#### EXERCISE GOAL
Each line below that holds the word "image" counts toward the answer; reply with the total number only.
[LISTED RECORDS]
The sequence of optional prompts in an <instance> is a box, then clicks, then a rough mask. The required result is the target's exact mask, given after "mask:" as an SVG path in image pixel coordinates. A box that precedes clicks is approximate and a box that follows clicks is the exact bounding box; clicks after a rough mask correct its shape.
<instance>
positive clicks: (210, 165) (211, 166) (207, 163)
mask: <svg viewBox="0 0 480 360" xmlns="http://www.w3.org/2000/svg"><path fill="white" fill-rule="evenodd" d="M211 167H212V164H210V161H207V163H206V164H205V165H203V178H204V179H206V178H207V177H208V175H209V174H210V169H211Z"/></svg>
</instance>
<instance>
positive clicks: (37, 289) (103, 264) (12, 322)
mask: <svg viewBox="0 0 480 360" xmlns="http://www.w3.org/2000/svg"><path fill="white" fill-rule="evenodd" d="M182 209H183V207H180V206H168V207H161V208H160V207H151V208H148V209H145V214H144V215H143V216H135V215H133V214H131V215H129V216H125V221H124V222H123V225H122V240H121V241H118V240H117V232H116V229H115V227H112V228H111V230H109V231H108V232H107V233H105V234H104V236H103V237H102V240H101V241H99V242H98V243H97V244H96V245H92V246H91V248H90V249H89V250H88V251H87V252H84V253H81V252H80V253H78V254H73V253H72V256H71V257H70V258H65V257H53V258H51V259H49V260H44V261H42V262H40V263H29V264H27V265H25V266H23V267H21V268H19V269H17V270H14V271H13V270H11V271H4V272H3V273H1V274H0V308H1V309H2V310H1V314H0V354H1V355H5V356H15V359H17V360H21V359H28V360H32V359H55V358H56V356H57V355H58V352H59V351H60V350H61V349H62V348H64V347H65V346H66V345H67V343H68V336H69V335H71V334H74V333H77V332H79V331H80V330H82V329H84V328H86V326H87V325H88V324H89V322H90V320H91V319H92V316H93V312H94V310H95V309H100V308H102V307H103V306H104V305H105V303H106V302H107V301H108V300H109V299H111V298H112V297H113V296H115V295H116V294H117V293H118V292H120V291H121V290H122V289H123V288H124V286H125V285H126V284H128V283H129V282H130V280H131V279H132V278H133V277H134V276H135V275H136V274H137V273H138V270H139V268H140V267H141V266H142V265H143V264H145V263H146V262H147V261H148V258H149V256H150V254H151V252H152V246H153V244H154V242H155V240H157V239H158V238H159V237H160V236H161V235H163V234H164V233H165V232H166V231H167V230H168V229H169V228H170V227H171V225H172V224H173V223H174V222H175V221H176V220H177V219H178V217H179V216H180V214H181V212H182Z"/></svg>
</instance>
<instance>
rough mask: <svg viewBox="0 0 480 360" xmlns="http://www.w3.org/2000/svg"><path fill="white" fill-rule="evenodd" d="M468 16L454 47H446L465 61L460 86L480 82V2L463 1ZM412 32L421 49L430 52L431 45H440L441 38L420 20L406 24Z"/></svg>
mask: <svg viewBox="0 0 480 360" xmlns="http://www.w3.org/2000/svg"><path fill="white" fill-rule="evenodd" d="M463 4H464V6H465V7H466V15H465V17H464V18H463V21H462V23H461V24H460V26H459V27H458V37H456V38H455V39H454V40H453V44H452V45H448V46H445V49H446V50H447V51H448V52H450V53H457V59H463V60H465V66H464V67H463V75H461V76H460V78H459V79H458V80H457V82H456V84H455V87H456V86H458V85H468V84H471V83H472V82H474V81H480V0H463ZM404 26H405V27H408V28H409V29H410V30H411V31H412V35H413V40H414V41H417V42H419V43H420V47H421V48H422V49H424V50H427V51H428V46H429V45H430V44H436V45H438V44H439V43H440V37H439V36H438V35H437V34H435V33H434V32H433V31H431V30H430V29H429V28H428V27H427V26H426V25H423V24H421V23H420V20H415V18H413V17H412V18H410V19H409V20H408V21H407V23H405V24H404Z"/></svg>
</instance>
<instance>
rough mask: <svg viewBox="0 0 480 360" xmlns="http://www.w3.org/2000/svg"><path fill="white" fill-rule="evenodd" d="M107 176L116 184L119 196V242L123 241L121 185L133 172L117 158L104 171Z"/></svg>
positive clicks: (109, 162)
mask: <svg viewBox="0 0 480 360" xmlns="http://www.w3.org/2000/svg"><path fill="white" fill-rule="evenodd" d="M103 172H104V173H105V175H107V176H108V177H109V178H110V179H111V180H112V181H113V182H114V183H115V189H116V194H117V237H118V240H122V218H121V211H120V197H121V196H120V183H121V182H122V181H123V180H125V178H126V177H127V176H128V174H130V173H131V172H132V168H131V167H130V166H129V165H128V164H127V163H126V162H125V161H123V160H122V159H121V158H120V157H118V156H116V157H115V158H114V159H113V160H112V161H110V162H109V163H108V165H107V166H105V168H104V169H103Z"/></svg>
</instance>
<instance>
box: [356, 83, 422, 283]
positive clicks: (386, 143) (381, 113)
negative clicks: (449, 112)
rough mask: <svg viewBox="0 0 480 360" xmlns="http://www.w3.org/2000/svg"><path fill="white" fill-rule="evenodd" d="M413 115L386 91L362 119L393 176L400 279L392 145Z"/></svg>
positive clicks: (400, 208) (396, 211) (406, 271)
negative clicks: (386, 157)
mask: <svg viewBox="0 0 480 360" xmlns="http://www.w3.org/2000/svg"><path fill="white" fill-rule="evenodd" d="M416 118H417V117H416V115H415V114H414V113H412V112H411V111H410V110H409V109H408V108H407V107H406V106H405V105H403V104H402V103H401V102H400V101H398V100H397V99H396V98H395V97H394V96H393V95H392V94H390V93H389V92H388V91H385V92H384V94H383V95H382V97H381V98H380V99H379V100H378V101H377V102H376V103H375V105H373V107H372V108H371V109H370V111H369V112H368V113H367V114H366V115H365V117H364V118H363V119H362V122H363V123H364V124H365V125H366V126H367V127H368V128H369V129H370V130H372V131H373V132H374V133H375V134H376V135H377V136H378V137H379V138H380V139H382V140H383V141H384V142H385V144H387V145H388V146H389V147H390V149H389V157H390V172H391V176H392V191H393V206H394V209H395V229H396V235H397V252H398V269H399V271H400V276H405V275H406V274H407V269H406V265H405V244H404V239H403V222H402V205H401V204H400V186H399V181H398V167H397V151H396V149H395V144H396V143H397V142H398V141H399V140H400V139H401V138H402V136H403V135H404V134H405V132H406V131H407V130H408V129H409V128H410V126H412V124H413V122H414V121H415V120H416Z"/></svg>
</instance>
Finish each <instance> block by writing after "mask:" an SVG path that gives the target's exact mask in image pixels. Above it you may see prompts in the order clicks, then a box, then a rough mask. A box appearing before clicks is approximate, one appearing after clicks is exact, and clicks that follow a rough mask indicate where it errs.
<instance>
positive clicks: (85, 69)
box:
[/LISTED RECORDS]
#### RESPONSE TO THE EXERCISE
2